▶ _THE EXERCISE_
Reproduce the items from the line with "Point out the seated" up to and including the line with "(1225, 328)", changing "red jacket" to "crimson jacket" and leaving everything else as it stands.

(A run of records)
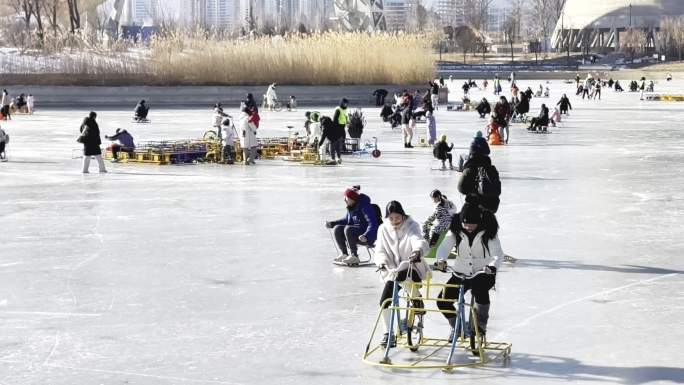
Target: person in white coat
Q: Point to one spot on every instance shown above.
(399, 249)
(4, 139)
(473, 232)
(248, 128)
(29, 102)
(218, 118)
(271, 96)
(228, 138)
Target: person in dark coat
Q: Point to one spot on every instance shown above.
(380, 95)
(540, 121)
(250, 103)
(358, 227)
(442, 152)
(564, 104)
(523, 106)
(141, 111)
(528, 93)
(478, 159)
(334, 133)
(502, 114)
(125, 143)
(483, 108)
(90, 138)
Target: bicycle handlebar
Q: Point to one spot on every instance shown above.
(451, 270)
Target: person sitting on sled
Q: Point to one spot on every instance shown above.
(141, 111)
(399, 254)
(473, 232)
(358, 227)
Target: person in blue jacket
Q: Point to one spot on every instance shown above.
(358, 227)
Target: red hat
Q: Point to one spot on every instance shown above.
(352, 193)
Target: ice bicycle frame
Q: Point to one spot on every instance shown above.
(434, 345)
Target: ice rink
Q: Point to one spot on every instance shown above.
(211, 274)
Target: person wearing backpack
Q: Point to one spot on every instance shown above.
(479, 181)
(438, 222)
(358, 227)
(473, 232)
(4, 139)
(442, 151)
(90, 138)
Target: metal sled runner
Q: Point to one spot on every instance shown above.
(414, 350)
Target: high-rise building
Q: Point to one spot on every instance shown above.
(144, 11)
(396, 14)
(496, 18)
(219, 14)
(451, 12)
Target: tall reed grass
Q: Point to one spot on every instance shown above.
(328, 58)
(191, 58)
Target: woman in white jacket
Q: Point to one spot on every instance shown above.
(398, 253)
(473, 232)
(248, 141)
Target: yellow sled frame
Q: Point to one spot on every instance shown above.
(429, 350)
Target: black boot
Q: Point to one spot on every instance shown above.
(418, 305)
(452, 323)
(482, 313)
(392, 341)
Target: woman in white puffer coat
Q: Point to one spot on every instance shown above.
(473, 232)
(398, 253)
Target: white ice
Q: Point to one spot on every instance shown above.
(208, 274)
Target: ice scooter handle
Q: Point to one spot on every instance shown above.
(451, 270)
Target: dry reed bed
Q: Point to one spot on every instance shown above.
(183, 58)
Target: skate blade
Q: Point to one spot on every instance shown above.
(360, 264)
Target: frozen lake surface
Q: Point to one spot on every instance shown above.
(208, 274)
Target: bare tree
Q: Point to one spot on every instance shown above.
(544, 16)
(467, 39)
(510, 31)
(633, 41)
(74, 15)
(24, 8)
(36, 8)
(51, 9)
(476, 12)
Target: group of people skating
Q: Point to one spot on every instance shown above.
(9, 105)
(401, 245)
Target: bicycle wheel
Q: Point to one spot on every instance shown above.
(414, 327)
(476, 339)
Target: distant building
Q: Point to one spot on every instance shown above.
(451, 12)
(219, 14)
(396, 14)
(496, 18)
(599, 24)
(144, 11)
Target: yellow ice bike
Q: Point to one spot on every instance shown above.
(413, 348)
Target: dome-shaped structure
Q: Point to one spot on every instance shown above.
(598, 23)
(359, 15)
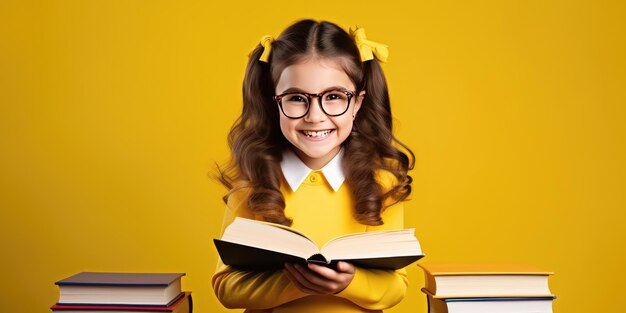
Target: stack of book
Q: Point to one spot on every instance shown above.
(487, 288)
(102, 292)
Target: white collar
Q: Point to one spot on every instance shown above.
(295, 171)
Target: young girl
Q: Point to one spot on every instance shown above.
(314, 150)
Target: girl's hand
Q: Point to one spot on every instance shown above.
(320, 280)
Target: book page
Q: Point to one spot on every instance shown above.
(269, 236)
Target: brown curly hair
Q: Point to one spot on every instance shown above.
(257, 143)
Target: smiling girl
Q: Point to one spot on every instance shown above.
(313, 149)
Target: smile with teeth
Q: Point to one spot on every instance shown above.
(317, 134)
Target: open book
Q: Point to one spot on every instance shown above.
(251, 244)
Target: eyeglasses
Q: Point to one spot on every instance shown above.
(297, 104)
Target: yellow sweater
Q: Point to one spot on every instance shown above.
(321, 213)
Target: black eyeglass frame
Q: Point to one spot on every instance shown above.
(309, 96)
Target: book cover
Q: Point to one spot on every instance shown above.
(120, 279)
(485, 280)
(182, 304)
(258, 245)
(491, 305)
(107, 288)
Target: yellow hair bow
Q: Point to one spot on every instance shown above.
(368, 48)
(266, 42)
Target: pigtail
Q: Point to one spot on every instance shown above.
(370, 149)
(255, 141)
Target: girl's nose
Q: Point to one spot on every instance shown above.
(315, 114)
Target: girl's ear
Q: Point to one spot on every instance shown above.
(357, 103)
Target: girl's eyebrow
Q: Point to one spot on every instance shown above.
(296, 89)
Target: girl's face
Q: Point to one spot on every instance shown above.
(317, 137)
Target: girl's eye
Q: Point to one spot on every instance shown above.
(335, 96)
(296, 98)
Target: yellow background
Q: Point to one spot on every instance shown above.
(113, 112)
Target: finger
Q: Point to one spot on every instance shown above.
(300, 278)
(345, 267)
(312, 277)
(323, 271)
(297, 284)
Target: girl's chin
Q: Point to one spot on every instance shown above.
(315, 155)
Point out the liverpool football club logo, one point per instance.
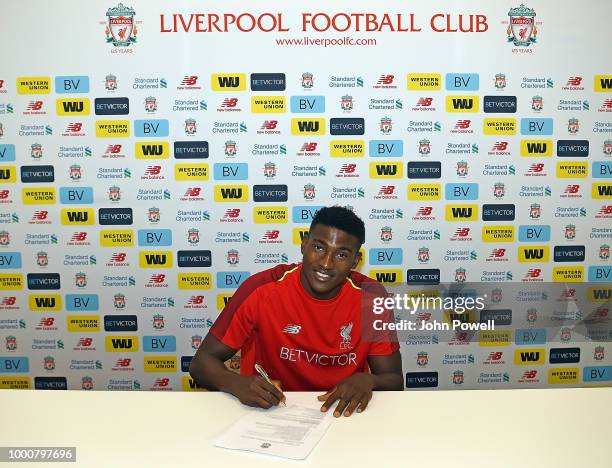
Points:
(80, 280)
(269, 170)
(193, 236)
(158, 322)
(110, 82)
(604, 252)
(424, 147)
(422, 359)
(75, 172)
(500, 81)
(150, 104)
(346, 103)
(386, 234)
(423, 255)
(307, 81)
(386, 125)
(121, 29)
(36, 151)
(462, 168)
(537, 104)
(345, 334)
(309, 192)
(190, 126)
(522, 30)
(499, 190)
(119, 301)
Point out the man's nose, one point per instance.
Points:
(327, 261)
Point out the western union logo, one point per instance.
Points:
(563, 375)
(112, 128)
(499, 126)
(498, 234)
(41, 196)
(160, 364)
(462, 104)
(568, 274)
(195, 281)
(115, 238)
(386, 171)
(461, 212)
(72, 106)
(424, 81)
(222, 300)
(573, 169)
(231, 193)
(155, 259)
(271, 215)
(121, 344)
(190, 385)
(72, 217)
(33, 85)
(224, 82)
(603, 83)
(268, 104)
(191, 172)
(424, 192)
(347, 148)
(465, 317)
(538, 148)
(308, 126)
(527, 357)
(11, 281)
(495, 338)
(15, 383)
(534, 254)
(8, 175)
(83, 323)
(386, 276)
(45, 302)
(599, 294)
(152, 150)
(601, 191)
(298, 235)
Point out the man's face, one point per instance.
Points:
(329, 255)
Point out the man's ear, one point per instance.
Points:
(357, 260)
(304, 242)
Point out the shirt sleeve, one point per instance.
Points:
(238, 320)
(236, 323)
(383, 341)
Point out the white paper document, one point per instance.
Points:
(289, 432)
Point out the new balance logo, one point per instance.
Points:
(232, 213)
(292, 329)
(424, 102)
(309, 147)
(229, 81)
(385, 80)
(189, 80)
(229, 102)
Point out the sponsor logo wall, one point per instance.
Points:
(147, 171)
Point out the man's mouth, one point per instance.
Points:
(322, 276)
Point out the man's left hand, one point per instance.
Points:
(353, 393)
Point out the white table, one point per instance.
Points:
(472, 428)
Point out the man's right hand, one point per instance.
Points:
(255, 391)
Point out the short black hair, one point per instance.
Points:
(340, 218)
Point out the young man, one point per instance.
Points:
(303, 324)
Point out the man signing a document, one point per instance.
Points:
(303, 324)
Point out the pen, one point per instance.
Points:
(260, 370)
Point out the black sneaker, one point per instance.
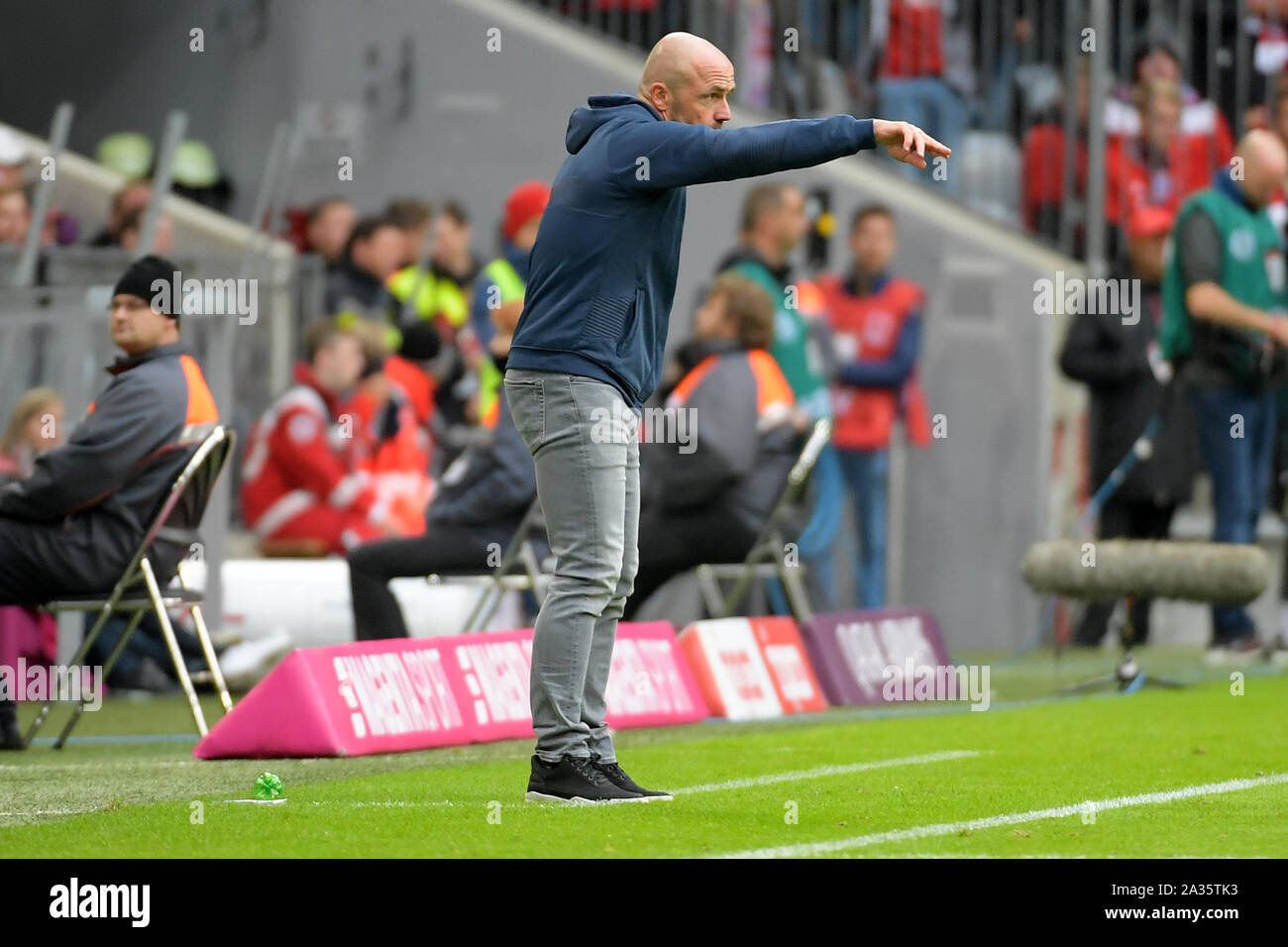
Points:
(618, 777)
(575, 780)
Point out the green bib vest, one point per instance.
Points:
(1252, 270)
(794, 350)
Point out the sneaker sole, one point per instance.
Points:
(533, 796)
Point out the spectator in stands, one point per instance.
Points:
(1044, 202)
(481, 500)
(372, 257)
(132, 230)
(1157, 167)
(301, 479)
(707, 497)
(412, 217)
(35, 427)
(13, 158)
(129, 200)
(502, 279)
(1225, 303)
(1205, 134)
(911, 58)
(329, 226)
(73, 525)
(454, 257)
(1119, 361)
(14, 215)
(876, 324)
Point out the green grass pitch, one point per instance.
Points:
(1193, 772)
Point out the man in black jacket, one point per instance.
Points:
(1113, 355)
(72, 526)
(481, 499)
(707, 492)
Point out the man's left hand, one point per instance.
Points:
(907, 142)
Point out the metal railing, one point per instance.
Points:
(1031, 94)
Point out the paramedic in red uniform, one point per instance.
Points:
(876, 326)
(301, 476)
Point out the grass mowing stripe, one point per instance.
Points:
(815, 848)
(824, 771)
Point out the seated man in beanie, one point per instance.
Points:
(71, 527)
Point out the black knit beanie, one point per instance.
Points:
(141, 275)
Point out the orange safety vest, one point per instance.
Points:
(772, 389)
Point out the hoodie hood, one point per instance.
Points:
(600, 110)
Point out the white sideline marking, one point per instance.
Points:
(825, 771)
(389, 804)
(1013, 818)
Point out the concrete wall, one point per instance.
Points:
(480, 121)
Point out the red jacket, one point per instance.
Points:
(304, 451)
(868, 328)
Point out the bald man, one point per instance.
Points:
(588, 352)
(1225, 328)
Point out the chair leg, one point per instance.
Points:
(104, 613)
(709, 587)
(207, 648)
(172, 644)
(742, 583)
(473, 620)
(107, 669)
(797, 592)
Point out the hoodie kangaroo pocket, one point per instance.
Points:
(610, 320)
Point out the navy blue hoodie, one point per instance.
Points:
(603, 269)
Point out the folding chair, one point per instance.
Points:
(520, 552)
(765, 560)
(140, 591)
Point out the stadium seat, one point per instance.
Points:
(765, 560)
(138, 589)
(522, 569)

▶ _IN RESPONSE_
Point out the seated man in beanie, one point per instance.
Points:
(71, 527)
Point out the black knit beanie, one point per instance.
Points:
(141, 275)
Point out the orange safety vest, one point per instance.
Points:
(772, 389)
Point out the hoodie hood, one point per instance.
Points:
(600, 110)
Point out the white sideline marking, one point per instance.
Points:
(825, 771)
(389, 804)
(1013, 818)
Point out the concrete wall, one point per instance.
Points:
(480, 121)
Point out the crimson jacket, one point per instance.
Points:
(304, 451)
(868, 328)
Point out the bald man, one point per instance.
Points:
(588, 352)
(1225, 328)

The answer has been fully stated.